_Yazılı Soru A_. Girdilerde "Test yourself! Look at the image and find the concrete planter" ifadesini içeren satırdan "[507,875,591,922]" ifadesini içeren satıra kadar uzanan kısmı, her iki satır da dahil olmak üzere, boş satırları atlayarak numaralı liste hâlinde yazınız.

_Gösterilen Metin_.
27 Aralık 2011 Salı

bizim evin elemanları...

bazen...
mesela akşam yemeğinde pembe bir fare yiyebilirim, pamuk şeker niyetine...

yada rengarenk bir tavşan mesela, gökkuşağı görmek istediğin vakit, gayet de yeterli olabilir...

yada biz hepimiz, renkli tavşan, pembe fare, mercimek ve ben...
elele tutuşup hikaye anlatabiliriz birbirimize...
bir masal olur hayat, bizde masalın etkili elemanları...

not: dünkü yazımdan sonra... teşekkürler gelen maillere, mesajlara, telefonlara...
iyiyim ben çok şükür...
valla bak :)

26 Aralık 2011 Pazartesi

yaraya parmak kukla basmak...

ödevi vardı... eski eldivenimizden parmak kuklalar yapıp, hikaye oluşturacakmışız...

_Verilen Girdiler_.
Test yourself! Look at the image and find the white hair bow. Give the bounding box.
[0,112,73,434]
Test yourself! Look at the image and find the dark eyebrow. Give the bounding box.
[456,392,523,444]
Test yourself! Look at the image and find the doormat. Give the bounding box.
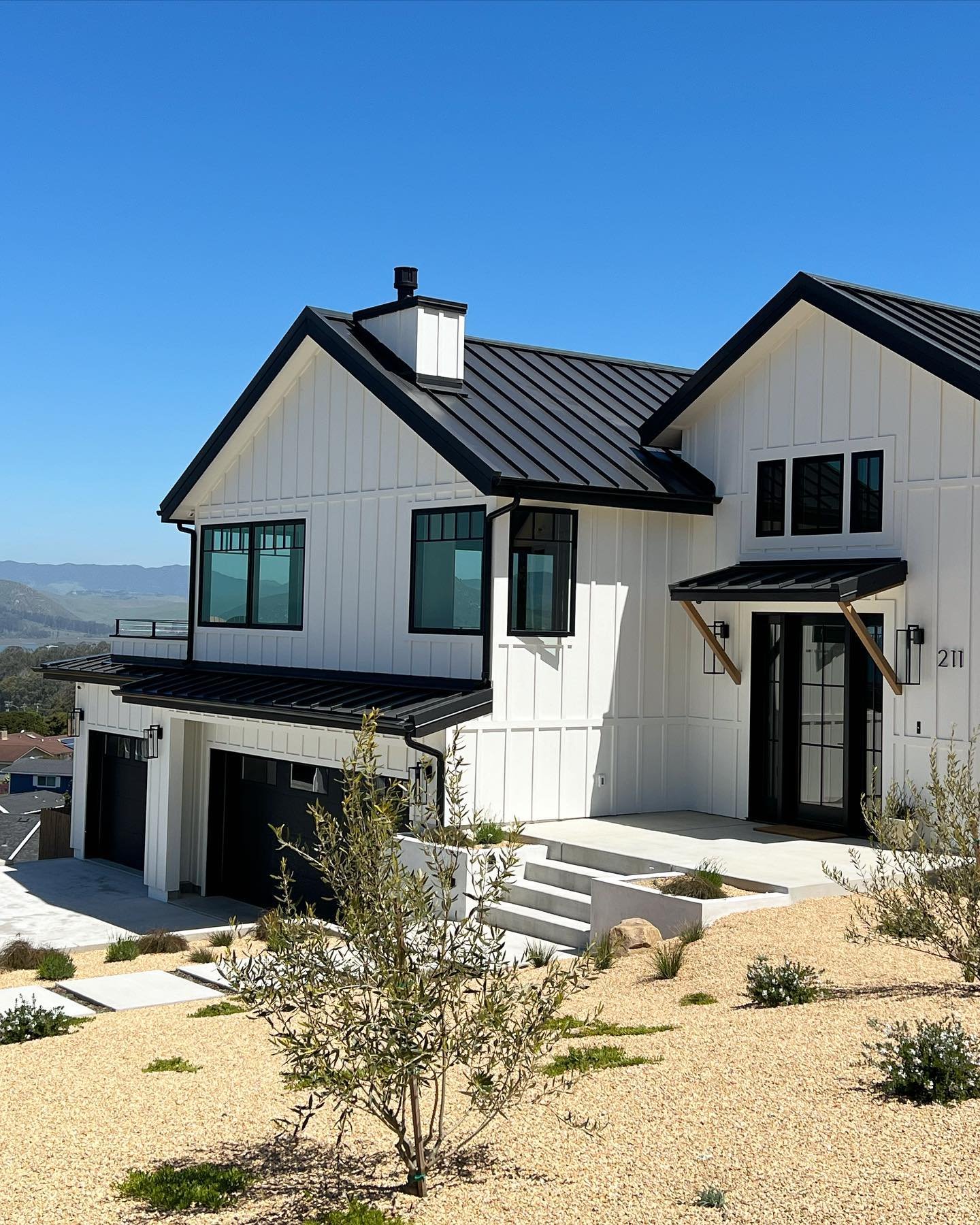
[752,826,847,842]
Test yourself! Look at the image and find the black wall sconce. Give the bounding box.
[701,621,730,676]
[896,625,926,685]
[144,723,163,761]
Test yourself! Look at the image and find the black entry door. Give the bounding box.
[750,614,883,833]
[207,750,343,917]
[84,732,146,872]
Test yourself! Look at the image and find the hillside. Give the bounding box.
[0,561,190,599]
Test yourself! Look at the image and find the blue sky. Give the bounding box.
[0,0,980,565]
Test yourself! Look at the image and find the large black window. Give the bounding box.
[507,508,578,636]
[756,459,787,536]
[409,506,485,634]
[793,456,844,536]
[201,522,306,630]
[850,451,885,532]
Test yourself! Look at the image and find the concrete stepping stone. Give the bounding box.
[58,970,222,1012]
[0,986,95,1017]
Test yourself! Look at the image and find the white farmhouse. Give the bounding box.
[44,268,980,936]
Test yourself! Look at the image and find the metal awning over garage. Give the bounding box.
[670,557,909,604]
[43,655,493,736]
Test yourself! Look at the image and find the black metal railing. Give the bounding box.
[115,617,187,638]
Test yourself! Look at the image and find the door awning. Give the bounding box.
[670,557,909,604]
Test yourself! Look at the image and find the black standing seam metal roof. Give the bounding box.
[640,272,980,444]
[670,557,909,604]
[159,306,720,519]
[37,655,493,736]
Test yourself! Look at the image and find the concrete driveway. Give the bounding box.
[0,859,259,948]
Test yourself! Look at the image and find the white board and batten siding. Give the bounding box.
[677,296,980,816]
[193,342,487,679]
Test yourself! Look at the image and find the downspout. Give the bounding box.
[480,496,521,685]
[176,523,197,664]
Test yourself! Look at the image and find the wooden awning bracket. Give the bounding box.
[836,604,902,696]
[679,600,742,685]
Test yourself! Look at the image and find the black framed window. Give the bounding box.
[756,459,787,536]
[199,521,306,630]
[507,507,578,636]
[408,506,487,634]
[850,451,885,532]
[793,455,844,536]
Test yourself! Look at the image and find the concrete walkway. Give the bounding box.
[524,811,867,900]
[0,859,259,948]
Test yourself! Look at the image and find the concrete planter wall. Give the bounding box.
[591,872,790,940]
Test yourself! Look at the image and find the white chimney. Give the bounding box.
[354,267,467,387]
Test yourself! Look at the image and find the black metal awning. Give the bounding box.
[670,557,909,604]
[40,655,493,736]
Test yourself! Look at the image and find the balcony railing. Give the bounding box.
[115,617,187,638]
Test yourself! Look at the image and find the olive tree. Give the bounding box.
[824,734,980,983]
[228,712,594,1194]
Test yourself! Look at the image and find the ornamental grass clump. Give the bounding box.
[823,732,980,983]
[865,1017,980,1106]
[223,710,594,1194]
[745,954,830,1008]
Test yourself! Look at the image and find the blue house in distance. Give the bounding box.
[7,757,75,795]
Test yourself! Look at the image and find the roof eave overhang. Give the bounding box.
[640,272,980,446]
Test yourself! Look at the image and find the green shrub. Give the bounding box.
[144,1055,201,1072]
[116,1161,255,1213]
[695,1187,725,1208]
[38,948,75,983]
[187,1000,248,1017]
[310,1199,408,1225]
[745,954,828,1008]
[137,928,190,953]
[0,940,52,970]
[470,821,510,847]
[677,919,704,945]
[658,859,725,902]
[865,1017,980,1105]
[105,936,140,962]
[0,1000,82,1046]
[542,1046,660,1077]
[587,931,616,970]
[653,940,687,979]
[524,940,556,966]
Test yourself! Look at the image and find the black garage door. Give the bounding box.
[207,749,343,919]
[84,732,146,872]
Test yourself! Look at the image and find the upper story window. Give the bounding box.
[793,455,844,536]
[850,451,885,532]
[199,522,306,630]
[756,459,787,536]
[408,506,485,634]
[507,507,578,636]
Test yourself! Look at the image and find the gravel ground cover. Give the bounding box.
[0,898,980,1225]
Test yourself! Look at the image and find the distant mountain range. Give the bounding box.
[0,561,190,599]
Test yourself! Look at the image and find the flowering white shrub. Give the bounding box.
[745,954,827,1008]
[865,1017,980,1105]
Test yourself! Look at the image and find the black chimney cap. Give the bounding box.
[395,265,419,301]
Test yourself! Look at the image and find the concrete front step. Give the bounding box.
[487,902,589,948]
[507,875,591,922]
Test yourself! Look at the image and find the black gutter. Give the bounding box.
[176,523,197,664]
[480,493,521,685]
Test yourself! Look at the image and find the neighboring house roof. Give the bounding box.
[39,655,493,736]
[6,757,75,778]
[640,272,980,446]
[0,732,71,769]
[159,306,719,521]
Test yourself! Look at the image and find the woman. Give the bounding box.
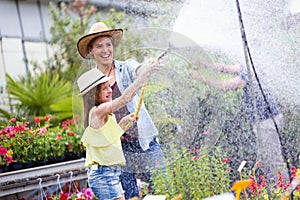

_Yazılı Soru B_. Gösterilen metne göre ödevde eski eldivenden ne yapılacaktı?

_Doğru Yanıt A_.
1. Test yourself! Look at the image and find the concrete planter wall. Give the bounding box.
2. [591,872,790,940]
3. Test yourself! Look at the image and find the white chimney. Give the bounding box.
4. [354,267,467,387]
5. Test yourself! Look at the image and find the black metal awning. Give the bounding box.
6. [670,557,909,604]
7. [40,655,493,736]
8. Test yourself! Look at the image and find the balcony railing. Give the bounding box.
9. [115,617,187,638]
10. Test yourself! Look at the image and find the olive tree. Give the bounding box.
11. [824,734,980,983]
12. [228,712,594,1194]
13. Test yourself! Look at the image and find the ornamental grass clump. Give the bounding box.
14. [823,732,980,983]
15. [865,1017,980,1106]
16. [223,710,594,1194]
17. [745,954,830,1008]
18. Test yourself! Look at the image and find the blue house in distance. Give the bounding box.
19. [7,757,75,795]
20. Test yourself! Look at the image and find the roof eave overhang. Give the bounding box.
21. [640,272,980,446]
22. Test yourself! Look at the image and find the green shrub. Give the bounding box.
23. [144,1055,201,1072]
24. [116,1161,255,1213]
25. [695,1187,725,1208]
26. [38,948,75,983]
27. [187,1000,248,1017]
28. [310,1199,408,1225]
29. [745,954,828,1008]
30. [137,928,190,953]
31. [0,940,52,970]
32. [470,821,510,847]
33. [677,919,704,945]
34. [658,859,725,902]
35. [865,1017,980,1105]
36. [105,936,140,962]
37. [0,1000,82,1046]
38. [542,1046,660,1077]
39. [587,931,616,970]
40. [653,940,687,979]
41. [524,940,556,966]
42. Test yourself! Look at the image and find the black garage door. Give the bounding box.
43. [207,749,343,919]
44. [84,732,146,872]
45. Test yourself! Look at the image and find the upper story window. Give the bounding box.
46. [793,455,844,536]
47. [850,451,885,532]
48. [199,522,306,630]
49. [756,459,787,536]
50. [408,506,485,634]
51. [507,507,578,636]
52. Test yourself! Look at the image and find the gravel ground cover. Give the bounding box.
53. [0,898,980,1225]
54. Test yourself! Look at the image and find the distant mountain range. Give the bounding box.
55. [0,561,190,599]
56. Test yourself! Look at the image and find the flowering white shrub. Give the bounding box.
57. [745,954,827,1008]
58. [865,1017,980,1105]
59. Test yourself! Look at the image and find the black chimney cap. Give the bounding box.
60. [395,265,419,301]
61. Test yourself! Look at the image and find the concrete front step. Give the bounding box.
62. [487,902,589,948]
63. [507,875,591,922]

_Doğru Yanıt B_. Eski eldivenden parmak kuklalar yapılıp hikâye oluşturulacaktı.